◆ PROMPT
Repeat the listing in full. Nothing may be added or left out.

◆ PROVIDED RECORDS
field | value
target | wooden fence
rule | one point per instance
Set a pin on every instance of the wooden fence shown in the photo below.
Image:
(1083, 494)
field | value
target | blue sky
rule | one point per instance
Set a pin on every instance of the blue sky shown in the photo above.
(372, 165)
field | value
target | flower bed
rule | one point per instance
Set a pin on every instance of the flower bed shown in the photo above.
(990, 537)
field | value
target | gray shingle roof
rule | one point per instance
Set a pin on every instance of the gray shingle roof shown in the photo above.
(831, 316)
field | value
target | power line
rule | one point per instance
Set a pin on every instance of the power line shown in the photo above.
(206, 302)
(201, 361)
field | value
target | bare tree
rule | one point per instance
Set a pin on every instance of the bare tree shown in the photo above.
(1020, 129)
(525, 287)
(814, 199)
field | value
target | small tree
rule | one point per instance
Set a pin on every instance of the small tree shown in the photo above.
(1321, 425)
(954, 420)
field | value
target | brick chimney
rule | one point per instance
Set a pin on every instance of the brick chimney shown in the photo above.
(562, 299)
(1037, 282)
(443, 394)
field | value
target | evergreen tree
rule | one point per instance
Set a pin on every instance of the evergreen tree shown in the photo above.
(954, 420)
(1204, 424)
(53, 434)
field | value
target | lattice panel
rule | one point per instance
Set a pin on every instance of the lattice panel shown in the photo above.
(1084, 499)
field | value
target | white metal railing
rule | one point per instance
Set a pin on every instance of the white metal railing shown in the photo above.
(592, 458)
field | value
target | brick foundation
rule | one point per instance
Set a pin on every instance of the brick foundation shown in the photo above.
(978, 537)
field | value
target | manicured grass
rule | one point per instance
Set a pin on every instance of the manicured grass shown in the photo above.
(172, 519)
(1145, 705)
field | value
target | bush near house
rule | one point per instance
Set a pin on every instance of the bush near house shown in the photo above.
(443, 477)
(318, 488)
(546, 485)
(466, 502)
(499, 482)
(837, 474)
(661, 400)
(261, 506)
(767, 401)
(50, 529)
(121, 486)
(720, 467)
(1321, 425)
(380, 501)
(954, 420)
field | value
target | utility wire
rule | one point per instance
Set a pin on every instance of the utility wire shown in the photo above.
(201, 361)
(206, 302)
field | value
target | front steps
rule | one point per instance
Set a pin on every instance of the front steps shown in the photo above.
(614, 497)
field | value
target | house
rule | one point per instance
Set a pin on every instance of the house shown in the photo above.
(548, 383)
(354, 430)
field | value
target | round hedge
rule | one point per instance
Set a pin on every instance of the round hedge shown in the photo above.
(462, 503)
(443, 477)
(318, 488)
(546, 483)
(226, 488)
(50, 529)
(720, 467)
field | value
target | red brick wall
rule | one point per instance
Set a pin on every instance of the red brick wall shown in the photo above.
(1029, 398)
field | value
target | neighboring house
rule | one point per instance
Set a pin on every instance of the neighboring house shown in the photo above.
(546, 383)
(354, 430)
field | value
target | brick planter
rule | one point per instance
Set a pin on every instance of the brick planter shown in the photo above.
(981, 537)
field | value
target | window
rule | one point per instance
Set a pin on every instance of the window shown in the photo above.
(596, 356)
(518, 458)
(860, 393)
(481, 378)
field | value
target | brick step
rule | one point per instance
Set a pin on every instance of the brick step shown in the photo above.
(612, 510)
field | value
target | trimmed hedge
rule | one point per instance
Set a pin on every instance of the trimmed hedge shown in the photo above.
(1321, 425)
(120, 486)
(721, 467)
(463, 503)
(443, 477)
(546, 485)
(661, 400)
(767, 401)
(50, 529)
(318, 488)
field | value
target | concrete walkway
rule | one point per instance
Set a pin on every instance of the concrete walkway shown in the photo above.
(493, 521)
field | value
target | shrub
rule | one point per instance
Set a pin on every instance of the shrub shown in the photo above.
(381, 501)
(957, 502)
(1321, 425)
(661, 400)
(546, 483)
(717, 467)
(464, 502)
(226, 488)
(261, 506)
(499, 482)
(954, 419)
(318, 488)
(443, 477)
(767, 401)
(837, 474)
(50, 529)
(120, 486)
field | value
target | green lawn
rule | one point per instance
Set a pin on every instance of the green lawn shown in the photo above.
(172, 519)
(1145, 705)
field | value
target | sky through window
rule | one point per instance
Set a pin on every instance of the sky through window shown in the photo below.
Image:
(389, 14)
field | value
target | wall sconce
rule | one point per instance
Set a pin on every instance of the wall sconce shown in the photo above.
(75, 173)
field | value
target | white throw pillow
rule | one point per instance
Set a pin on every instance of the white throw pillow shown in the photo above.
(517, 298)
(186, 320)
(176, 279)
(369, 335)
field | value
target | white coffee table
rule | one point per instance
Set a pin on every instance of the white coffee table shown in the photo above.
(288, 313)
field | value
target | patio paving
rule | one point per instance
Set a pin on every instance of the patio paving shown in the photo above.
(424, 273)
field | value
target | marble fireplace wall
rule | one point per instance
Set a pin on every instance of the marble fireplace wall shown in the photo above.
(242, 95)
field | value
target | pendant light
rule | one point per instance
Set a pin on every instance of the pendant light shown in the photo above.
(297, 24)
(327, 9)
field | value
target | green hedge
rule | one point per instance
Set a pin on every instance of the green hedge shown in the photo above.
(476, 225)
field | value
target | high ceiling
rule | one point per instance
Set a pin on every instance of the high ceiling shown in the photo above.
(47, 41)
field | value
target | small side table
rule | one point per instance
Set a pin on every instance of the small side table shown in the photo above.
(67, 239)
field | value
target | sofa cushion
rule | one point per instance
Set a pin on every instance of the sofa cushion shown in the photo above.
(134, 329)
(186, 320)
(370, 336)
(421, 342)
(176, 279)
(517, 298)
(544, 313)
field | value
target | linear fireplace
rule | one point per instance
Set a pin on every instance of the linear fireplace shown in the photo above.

◆ TASK ANSWER
field | value
target | wooden fence
rule | one point per instance
Set a pin on every instance of the wooden fence shown in the photo below.
Image:
(1083, 494)
field | value
target | blue sky
rule | one point per instance
Set a pin on every instance of the blue sky shown in the photo above.
(372, 165)
field | value
target | flower bed
rule | one point per instance
Set a pin on every instance of the flower bed shown in the photo above.
(990, 537)
field | value
target | gray shingle roof
rule | one point per instance
Set a pin on every instance of the gray shingle roof shown in the photo above.
(831, 316)
field | value
target | power line
rule | one point per instance
Set a pin on every instance of the power line shown in the photo above.
(206, 302)
(201, 361)
field | value
target | bare tree
rule | one point per instance
Set a pin on every instance of the bare tree shown in the photo above.
(1020, 129)
(525, 287)
(814, 199)
field | value
target | small tree
rule | one point per instance
Set a pin on every instance of the small tree shown in the photo above.
(1321, 425)
(954, 420)
field | value
target | brick chimney
rule | one point per instance
Set a pin on every instance of the brick chimney shown in the photo above.
(562, 299)
(1037, 282)
(443, 394)
field | value
target | evergreen tree
rule | one point per instance
Set a pin on every instance of the evergreen tree shown in the photo above.
(954, 420)
(1204, 424)
(53, 434)
field | value
target | lattice panel
rule | one point per instance
Set a pin on every instance of the lattice panel shown in the photo above.
(1084, 499)
field | value
target | white metal railing
rule | one point per instance
Set a pin on every instance of the white metal railing shown in the photo above.
(592, 458)
field | value
target | brick foundation
rule | one point per instance
Set a pin on every instance of the brick foundation shown in the photo above.
(978, 537)
field | value
target | manicured grass
rule | one point per instance
Set a pin on every instance of the manicured grass shown in the photo above.
(172, 519)
(1145, 705)
field | value
target | bush near house
rule | one point per instance
Set a pin on every instance of the bush near house shown in the photo above.
(443, 477)
(318, 488)
(546, 485)
(466, 502)
(499, 482)
(837, 474)
(661, 400)
(261, 506)
(767, 401)
(50, 529)
(121, 486)
(720, 467)
(1321, 425)
(380, 501)
(954, 420)
field | value
target | utility wire
rule | one point per instance
Set a pin on every instance of the utility wire shown in the photo above.
(201, 361)
(206, 302)
field | value
target | front steps
rule | one point per instance
Set a pin on every instance of the front steps shown in the photo above.
(614, 497)
field | value
target | house
rule | one point per instance
Set a pin on every instance of the house shown in the photo above.
(548, 383)
(354, 430)
field | value
target | round hedge
rule | one point per instance
Set a pin on every instance of the round hedge shown in the photo above.
(462, 503)
(443, 477)
(318, 488)
(546, 483)
(226, 488)
(50, 529)
(720, 467)
field | value
target | red brick wall
rule | one point per instance
Set a pin on every instance of the red brick wall shown in the photo above.
(1029, 398)
field | value
target | neighboring house
rule | one point per instance
Set a pin on every instance of the neighboring house shown in the photo above.
(546, 383)
(354, 430)
field | value
target | brick planter
rule | one point per instance
Set a pin on every instance of the brick planter shown in the photo above.
(981, 537)
field | value
target | window
rule | one point per instance
Set a pin on every instance of the window shown in the photo above.
(596, 356)
(518, 458)
(860, 393)
(481, 378)
field | value
target | brick step
rule | one point per instance
Set a pin on every instance of the brick step shown in the photo above.
(612, 510)
field | value
target | trimmed hedge
rule | one point per instance
Set a pin on every instance of the trimmed hedge shown in the photo above.
(1321, 425)
(120, 486)
(721, 467)
(463, 503)
(443, 477)
(546, 485)
(661, 400)
(767, 401)
(50, 529)
(318, 488)
field | value
target | concrete walkway
rule | one point per instance
Set a pin on every instance of the concrete walkway shown in the photo above.
(493, 521)
field | value
target | shrub
rule | one point per instance
Set a pin on every instance of the shrub shown in the photo above.
(381, 501)
(957, 502)
(1321, 425)
(661, 400)
(546, 483)
(717, 467)
(464, 502)
(226, 488)
(261, 506)
(499, 482)
(954, 419)
(318, 488)
(443, 477)
(767, 401)
(837, 474)
(50, 529)
(120, 486)
field | value
target | green lawn
rule | one point per instance
Set a pin on every instance of the green lawn shown in the photo above.
(172, 519)
(1145, 705)
field | value
target | sky through window
rule | one point per instance
Set a pin on every instance of the sky through window shown in the photo below.
Image:
(389, 14)
field | value
target | wall sconce
rule | one point per instance
Set a pin on every instance of the wall sconce shown in the photo above.
(75, 173)
field | value
target | white throw pillow
rule | one point per instance
Set a pin on every instance of the white throw pillow shown in the photo above.
(517, 298)
(186, 320)
(176, 279)
(369, 335)
field | value
target | white coffee table
rule | one point per instance
Set a pin on every instance of the white coffee table shown in the photo above.
(288, 313)
field | value
target | patio paving
rule | one point per instance
Set a pin on every instance of the patio paving shown in the photo above.
(424, 273)
field | value
target | marble fireplace wall
rule | one point per instance
Set a pin on every instance of the marble fireplace wall shown in the photo above.
(242, 95)
field | value
target | pendant light
rule | one point per instance
Set a pin on every instance of the pendant light shown in the photo above.
(297, 24)
(327, 9)
field | value
target | green hedge
rule | one point per instance
Set a pin on every instance of the green hedge shown in the photo above.
(476, 225)
field | value
target | high ceiling
rule | one point per instance
Set a pin on every instance of the high ceiling shown in the photo above.
(47, 41)
field | value
target | small side table
rule | one point per instance
Set a pin on every instance of the small side table shown in the photo above.
(67, 239)
field | value
target | sofa cushion
rule | one point per instance
Set a pin on every instance of the sofa cushion shown in the photo above.
(134, 329)
(186, 320)
(370, 336)
(421, 342)
(176, 279)
(517, 298)
(544, 313)
field | value
target | linear fireplace
rule | one point per instance
Set a pin on every instance of the linear fireplace shown in the photo above.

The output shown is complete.